→ **REQUIREMENT**
Below are the records; give the number of lines in them that include the word "water", and nothing more.

→ **MATERIAL FOR THIS TASK**

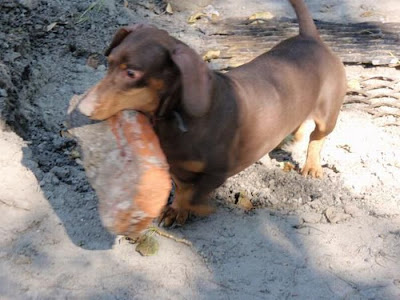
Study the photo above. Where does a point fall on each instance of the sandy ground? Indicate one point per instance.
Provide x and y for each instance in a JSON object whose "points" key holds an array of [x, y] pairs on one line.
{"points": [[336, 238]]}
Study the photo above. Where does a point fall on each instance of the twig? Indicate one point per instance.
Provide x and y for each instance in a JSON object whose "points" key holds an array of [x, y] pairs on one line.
--
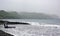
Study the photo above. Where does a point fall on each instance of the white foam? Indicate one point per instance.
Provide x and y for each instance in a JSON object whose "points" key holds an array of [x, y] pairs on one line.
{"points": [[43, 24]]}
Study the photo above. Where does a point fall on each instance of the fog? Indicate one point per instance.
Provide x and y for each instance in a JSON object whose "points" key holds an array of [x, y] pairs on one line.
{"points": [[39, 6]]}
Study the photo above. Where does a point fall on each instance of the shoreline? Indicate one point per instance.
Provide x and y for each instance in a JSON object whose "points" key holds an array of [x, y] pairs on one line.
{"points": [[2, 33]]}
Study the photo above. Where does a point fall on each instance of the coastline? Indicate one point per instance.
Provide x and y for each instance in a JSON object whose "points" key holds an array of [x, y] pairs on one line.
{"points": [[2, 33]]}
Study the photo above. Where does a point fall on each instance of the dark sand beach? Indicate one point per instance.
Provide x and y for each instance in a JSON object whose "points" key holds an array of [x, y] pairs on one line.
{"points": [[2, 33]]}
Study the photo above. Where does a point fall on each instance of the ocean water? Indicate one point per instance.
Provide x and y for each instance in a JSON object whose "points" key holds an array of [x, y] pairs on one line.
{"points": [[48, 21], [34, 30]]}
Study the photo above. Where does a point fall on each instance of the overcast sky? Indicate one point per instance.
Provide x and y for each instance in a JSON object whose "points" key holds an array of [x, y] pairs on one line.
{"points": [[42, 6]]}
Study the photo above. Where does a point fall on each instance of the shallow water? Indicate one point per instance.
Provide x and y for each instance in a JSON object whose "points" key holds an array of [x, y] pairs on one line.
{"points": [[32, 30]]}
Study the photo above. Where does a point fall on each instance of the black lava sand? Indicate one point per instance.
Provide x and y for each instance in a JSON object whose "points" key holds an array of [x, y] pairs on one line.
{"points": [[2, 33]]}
---
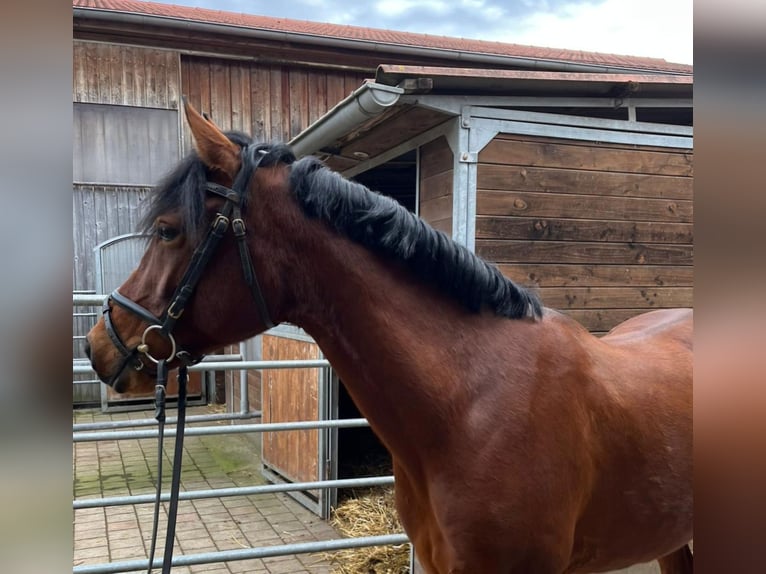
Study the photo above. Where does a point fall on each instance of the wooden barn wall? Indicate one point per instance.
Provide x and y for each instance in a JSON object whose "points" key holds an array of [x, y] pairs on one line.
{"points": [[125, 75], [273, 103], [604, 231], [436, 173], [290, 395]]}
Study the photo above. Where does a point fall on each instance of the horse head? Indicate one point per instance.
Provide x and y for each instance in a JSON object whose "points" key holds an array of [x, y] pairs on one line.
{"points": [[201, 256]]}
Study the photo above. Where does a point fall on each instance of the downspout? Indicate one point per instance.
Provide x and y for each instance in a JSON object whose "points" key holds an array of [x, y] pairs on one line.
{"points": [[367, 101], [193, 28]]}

→ **WORKED SOLUTION**
2